>> BEGIN EXTRACTED RECORDS

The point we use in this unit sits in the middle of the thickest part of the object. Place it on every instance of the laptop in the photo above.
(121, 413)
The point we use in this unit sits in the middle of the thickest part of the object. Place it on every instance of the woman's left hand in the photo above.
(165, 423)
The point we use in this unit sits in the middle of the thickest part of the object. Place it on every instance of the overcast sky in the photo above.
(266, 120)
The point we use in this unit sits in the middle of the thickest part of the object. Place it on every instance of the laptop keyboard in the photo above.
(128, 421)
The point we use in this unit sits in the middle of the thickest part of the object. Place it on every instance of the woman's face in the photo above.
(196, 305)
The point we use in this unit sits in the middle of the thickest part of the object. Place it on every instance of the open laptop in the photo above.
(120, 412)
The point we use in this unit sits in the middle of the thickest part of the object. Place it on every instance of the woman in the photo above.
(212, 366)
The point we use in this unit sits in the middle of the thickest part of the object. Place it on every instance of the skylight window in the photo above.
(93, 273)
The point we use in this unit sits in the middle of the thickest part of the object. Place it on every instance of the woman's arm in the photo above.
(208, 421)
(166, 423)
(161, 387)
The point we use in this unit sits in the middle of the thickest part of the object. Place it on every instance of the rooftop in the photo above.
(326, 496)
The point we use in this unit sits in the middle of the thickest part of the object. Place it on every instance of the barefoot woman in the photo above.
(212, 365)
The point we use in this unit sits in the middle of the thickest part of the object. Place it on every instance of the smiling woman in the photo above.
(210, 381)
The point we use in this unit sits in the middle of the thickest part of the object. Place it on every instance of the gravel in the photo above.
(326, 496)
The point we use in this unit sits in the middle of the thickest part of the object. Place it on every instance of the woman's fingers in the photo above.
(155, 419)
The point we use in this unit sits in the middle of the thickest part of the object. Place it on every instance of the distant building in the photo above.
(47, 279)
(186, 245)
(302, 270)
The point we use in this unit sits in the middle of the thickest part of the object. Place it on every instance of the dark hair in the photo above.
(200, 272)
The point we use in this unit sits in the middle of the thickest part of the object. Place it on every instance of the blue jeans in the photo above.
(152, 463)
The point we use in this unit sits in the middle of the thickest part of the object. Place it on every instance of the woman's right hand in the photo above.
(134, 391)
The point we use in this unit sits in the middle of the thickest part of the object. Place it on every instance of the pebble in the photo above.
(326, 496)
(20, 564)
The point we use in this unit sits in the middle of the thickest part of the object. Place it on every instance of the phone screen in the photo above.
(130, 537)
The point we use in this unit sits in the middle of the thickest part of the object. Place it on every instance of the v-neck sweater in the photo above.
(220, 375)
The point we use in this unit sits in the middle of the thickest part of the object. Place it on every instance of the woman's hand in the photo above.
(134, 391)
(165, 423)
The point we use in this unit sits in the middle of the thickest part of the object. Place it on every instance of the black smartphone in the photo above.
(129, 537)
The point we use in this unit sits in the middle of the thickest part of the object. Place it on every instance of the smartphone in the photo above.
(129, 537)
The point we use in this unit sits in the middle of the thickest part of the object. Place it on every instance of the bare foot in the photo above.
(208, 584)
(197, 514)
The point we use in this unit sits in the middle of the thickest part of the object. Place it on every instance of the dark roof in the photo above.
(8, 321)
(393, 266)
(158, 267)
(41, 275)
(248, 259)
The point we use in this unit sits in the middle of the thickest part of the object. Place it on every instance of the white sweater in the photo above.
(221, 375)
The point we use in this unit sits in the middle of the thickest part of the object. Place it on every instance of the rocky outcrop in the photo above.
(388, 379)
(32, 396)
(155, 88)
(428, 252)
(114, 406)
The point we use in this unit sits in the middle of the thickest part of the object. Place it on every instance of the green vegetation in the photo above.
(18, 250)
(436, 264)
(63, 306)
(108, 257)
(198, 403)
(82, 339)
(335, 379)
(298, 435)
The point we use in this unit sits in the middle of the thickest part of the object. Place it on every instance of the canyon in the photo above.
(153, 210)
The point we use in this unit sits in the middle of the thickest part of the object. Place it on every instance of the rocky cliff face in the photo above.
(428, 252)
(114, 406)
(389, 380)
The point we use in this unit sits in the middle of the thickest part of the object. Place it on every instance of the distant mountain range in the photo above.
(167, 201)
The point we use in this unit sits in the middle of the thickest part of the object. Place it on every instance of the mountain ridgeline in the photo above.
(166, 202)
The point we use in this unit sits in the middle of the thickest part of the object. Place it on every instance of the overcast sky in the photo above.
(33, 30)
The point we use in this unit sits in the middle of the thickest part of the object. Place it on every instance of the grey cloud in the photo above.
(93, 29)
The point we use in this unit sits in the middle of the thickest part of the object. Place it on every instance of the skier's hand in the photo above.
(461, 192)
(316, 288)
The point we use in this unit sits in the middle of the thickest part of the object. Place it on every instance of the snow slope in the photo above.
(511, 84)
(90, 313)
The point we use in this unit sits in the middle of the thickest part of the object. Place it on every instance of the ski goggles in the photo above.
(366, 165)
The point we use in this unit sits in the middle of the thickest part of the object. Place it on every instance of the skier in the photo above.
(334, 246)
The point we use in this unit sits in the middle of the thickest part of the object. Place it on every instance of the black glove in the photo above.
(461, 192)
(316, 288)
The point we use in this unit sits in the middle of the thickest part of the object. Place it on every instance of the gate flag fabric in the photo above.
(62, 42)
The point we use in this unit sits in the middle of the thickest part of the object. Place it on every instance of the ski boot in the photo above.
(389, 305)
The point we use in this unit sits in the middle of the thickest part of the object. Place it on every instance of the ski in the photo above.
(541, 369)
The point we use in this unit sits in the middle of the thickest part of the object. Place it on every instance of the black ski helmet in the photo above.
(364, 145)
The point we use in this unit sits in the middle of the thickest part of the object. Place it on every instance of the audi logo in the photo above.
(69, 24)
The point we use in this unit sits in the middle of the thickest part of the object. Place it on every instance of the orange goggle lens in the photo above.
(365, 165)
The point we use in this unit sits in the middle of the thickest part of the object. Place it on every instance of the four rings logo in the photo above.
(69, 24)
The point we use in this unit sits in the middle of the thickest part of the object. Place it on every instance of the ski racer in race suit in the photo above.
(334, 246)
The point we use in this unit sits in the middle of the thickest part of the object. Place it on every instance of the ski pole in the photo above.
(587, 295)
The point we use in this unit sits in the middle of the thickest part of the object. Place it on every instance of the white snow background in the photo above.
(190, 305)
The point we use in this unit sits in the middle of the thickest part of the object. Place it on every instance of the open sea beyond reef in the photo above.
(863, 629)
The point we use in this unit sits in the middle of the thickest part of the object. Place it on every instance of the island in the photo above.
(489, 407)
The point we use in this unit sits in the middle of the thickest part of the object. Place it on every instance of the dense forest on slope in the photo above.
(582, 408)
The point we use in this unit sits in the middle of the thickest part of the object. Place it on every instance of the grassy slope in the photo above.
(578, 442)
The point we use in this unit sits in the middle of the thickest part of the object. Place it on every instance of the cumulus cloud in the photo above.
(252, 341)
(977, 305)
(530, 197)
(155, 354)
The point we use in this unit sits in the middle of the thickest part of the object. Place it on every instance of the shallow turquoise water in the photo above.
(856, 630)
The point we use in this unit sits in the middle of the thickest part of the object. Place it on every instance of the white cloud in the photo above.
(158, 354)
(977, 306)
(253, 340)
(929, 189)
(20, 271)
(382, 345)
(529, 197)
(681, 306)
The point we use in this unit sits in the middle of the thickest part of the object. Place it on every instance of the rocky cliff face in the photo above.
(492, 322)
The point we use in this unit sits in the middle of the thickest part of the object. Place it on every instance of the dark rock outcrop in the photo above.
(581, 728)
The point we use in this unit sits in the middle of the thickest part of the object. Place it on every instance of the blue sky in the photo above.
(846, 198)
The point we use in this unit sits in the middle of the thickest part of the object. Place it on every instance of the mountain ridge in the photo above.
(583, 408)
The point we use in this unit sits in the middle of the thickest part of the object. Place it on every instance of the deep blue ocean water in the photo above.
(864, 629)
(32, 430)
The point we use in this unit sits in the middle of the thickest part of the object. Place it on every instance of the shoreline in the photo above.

>> END EXTRACTED RECORDS

**REQUIRED WORK:**
Reproduce the material from the line containing "ocean water in the photo above." through the end of the material, inclusive, keeping every line in full. Multiply each coordinate in the answers by 0.35 and round to whole numbers, with halves rounded up. Output only those lines.

**RESULT OF THE EXERCISE:**
The point we use in this unit sits in the middle of the thickest part of the object. Place it on every instance of the deep blue ocean water in the photo above.
(302, 220)
(11, 151)
The point we use in this unit sits in the middle of the thickest part of the object. Place it on every instance of the shoreline in the photo above.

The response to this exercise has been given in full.